What needs to be done.
Update the entries between the line holding "Tag any visible airport" and the line holding "296 53 312 353", inclusive, by replacing "tall pole" with "metal pole" and leaving everything else as it is. Give back only those lines.
━━━ Exercise data
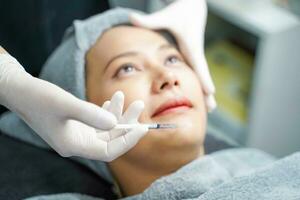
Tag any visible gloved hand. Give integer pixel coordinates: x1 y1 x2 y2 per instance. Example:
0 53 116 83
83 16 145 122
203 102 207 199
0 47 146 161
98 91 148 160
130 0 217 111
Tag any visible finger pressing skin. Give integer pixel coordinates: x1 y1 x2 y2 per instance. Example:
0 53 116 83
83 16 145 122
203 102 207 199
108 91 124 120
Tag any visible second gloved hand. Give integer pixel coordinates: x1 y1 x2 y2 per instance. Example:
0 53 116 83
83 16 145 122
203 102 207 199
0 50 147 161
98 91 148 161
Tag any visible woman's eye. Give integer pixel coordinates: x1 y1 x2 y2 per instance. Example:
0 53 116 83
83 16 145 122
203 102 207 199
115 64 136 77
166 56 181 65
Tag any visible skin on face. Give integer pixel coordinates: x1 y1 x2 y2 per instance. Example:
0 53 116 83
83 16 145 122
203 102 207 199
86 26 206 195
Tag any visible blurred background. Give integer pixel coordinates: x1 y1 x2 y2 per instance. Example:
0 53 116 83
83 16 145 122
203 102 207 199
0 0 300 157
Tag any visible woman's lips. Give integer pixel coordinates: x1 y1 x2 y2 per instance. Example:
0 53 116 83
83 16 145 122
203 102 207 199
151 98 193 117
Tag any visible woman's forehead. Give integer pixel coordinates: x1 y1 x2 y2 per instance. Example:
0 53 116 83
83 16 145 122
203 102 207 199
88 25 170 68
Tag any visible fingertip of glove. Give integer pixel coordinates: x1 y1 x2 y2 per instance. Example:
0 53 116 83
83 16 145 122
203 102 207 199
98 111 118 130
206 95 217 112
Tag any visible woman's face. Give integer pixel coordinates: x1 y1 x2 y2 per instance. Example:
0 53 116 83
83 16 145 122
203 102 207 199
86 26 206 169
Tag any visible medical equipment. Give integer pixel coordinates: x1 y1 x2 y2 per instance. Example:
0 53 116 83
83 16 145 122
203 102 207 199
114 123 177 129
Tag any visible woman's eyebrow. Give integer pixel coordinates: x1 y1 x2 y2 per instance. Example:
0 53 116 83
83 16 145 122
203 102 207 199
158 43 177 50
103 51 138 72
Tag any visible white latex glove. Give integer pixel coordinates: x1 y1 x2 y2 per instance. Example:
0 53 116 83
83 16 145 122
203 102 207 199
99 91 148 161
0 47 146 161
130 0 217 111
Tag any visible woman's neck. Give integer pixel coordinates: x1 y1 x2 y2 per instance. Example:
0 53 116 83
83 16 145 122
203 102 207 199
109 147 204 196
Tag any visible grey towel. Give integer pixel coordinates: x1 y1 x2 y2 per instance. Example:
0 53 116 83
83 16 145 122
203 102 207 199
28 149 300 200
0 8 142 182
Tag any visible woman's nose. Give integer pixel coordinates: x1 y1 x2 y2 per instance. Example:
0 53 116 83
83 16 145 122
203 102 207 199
━━━━━━
━━━ Exercise data
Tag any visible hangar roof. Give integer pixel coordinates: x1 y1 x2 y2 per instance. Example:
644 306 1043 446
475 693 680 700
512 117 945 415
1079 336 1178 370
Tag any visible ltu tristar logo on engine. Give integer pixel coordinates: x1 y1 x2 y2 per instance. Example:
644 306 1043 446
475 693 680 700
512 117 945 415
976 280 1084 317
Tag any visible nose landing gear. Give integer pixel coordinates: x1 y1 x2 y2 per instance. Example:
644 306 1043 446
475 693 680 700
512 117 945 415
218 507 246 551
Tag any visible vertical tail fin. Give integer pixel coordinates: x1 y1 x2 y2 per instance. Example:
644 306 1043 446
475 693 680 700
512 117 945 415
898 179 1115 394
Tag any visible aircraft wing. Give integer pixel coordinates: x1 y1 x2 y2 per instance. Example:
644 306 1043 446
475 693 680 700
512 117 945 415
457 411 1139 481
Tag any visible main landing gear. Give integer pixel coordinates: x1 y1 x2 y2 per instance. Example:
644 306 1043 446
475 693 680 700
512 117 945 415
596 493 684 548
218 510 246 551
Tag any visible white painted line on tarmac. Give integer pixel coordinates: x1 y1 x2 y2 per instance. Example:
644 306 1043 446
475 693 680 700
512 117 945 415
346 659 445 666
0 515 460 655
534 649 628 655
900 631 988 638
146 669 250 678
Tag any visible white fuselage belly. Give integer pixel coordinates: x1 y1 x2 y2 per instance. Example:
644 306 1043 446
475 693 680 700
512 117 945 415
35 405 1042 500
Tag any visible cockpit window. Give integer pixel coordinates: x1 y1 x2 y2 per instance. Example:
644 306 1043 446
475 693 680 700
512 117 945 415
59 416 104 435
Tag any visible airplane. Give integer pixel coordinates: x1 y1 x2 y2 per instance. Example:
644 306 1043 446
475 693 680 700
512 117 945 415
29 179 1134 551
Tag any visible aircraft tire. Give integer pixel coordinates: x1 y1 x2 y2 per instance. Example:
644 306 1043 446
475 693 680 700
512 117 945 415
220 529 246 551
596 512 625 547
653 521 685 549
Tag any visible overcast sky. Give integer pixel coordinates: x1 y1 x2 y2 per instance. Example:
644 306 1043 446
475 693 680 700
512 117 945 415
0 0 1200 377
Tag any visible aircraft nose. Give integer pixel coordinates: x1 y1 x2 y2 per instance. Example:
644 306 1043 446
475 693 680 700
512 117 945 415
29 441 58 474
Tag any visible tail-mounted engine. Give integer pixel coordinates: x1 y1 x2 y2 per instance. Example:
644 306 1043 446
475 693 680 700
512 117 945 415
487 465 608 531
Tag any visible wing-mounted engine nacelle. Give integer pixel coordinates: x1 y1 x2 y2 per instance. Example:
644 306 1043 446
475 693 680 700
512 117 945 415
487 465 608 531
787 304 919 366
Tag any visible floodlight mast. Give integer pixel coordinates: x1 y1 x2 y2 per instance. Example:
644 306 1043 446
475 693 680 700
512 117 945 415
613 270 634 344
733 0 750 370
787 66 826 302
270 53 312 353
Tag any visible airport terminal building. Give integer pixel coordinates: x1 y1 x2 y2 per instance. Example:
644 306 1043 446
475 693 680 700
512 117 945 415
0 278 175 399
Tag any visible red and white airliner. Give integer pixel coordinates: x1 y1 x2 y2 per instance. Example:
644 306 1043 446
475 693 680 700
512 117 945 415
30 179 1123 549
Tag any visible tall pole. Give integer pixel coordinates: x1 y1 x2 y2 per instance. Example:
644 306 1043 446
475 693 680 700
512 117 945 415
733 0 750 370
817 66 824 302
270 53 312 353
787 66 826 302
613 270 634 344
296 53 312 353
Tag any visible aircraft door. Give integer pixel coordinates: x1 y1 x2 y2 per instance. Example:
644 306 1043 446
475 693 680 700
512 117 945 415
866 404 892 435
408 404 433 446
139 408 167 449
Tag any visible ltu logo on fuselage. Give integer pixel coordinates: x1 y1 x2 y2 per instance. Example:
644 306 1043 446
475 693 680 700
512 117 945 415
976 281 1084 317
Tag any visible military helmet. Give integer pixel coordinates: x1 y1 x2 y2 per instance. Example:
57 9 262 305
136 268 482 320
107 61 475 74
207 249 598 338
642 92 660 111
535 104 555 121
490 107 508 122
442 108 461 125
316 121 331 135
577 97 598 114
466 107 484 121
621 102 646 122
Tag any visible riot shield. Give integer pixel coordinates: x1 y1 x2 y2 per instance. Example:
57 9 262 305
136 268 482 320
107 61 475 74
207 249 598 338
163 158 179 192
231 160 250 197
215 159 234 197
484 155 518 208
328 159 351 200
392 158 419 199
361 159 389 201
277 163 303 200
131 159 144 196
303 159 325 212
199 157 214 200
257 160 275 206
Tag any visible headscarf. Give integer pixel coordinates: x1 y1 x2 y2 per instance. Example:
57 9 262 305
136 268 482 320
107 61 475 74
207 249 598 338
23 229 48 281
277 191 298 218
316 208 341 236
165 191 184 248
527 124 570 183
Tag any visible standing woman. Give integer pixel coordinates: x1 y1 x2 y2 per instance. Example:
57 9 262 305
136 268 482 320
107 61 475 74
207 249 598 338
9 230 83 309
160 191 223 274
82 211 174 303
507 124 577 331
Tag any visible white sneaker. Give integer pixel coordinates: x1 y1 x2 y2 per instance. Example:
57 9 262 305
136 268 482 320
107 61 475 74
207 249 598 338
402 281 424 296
━━━━━━
━━━ Exercise data
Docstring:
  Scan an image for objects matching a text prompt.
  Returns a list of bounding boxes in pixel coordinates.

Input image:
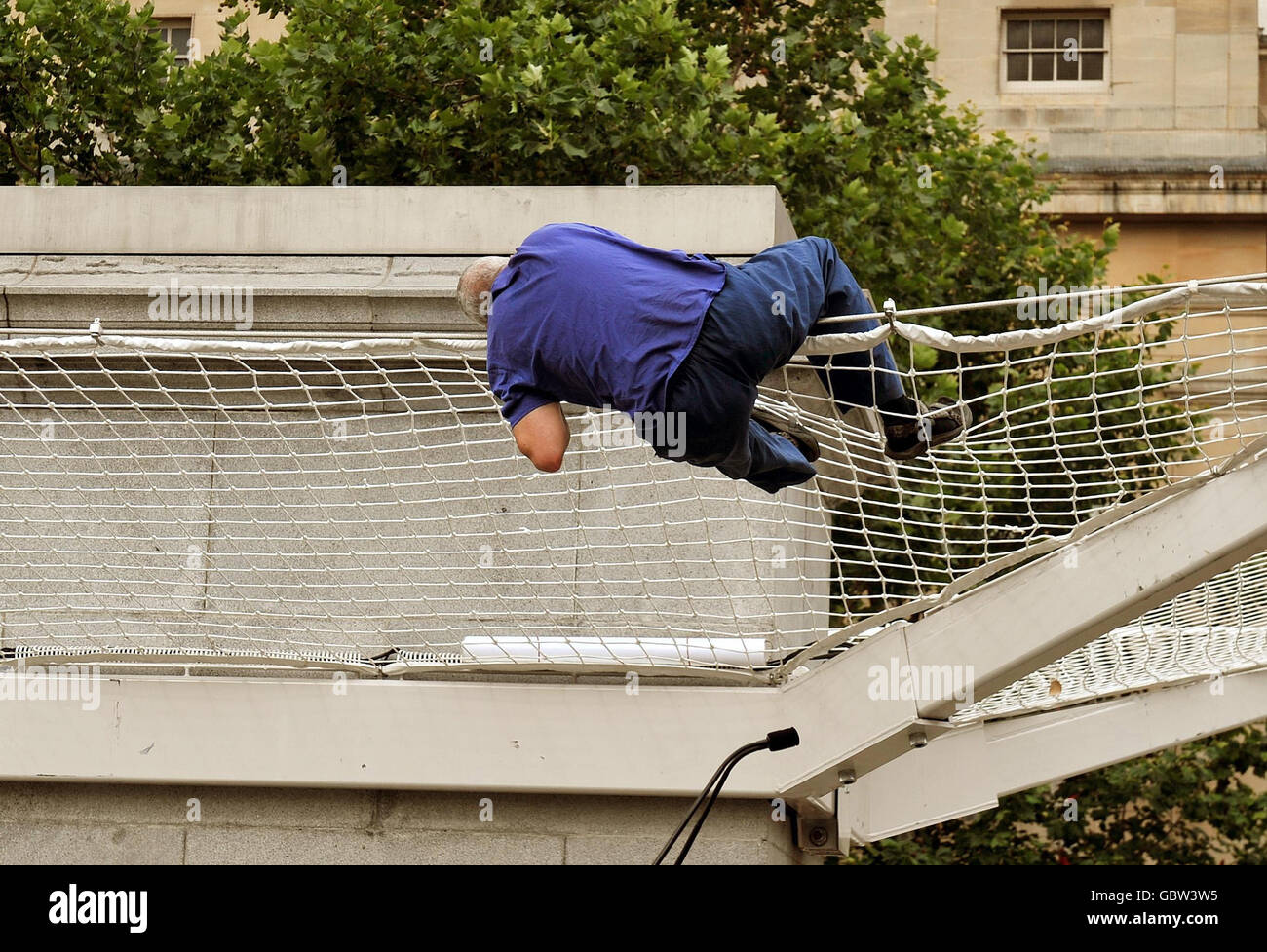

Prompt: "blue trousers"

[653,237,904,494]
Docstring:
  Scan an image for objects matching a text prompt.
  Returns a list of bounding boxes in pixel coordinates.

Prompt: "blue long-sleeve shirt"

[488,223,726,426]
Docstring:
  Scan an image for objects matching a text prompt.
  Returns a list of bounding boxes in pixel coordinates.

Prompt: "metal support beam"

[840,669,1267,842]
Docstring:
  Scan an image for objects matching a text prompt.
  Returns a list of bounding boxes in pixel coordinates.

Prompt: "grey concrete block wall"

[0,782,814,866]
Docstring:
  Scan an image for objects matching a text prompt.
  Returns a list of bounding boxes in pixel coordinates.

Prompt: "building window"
━━━━━━
Answer.
Tag any visible airport terminal building. Give integer pixel coordinates: x1 y1 x2 y2 per instance. Example:
644 306 1043 446
475 693 680 700
512 117 945 415
0 278 175 399
Tag any visible red and white airliner. Give integer pixel coordinates: x1 y1 x2 y2 per instance. Example:
644 306 1043 446
475 693 680 700
512 117 945 415
30 179 1123 549
Tag any visible metal pole. Give integer pixel coordinates: x1 y1 x2 y2 per instance. Example:
644 306 1043 446
475 693 680 700
512 117 945 415
733 0 750 370
817 66 824 302
270 53 312 353
787 66 826 302
613 270 634 344
296 53 312 353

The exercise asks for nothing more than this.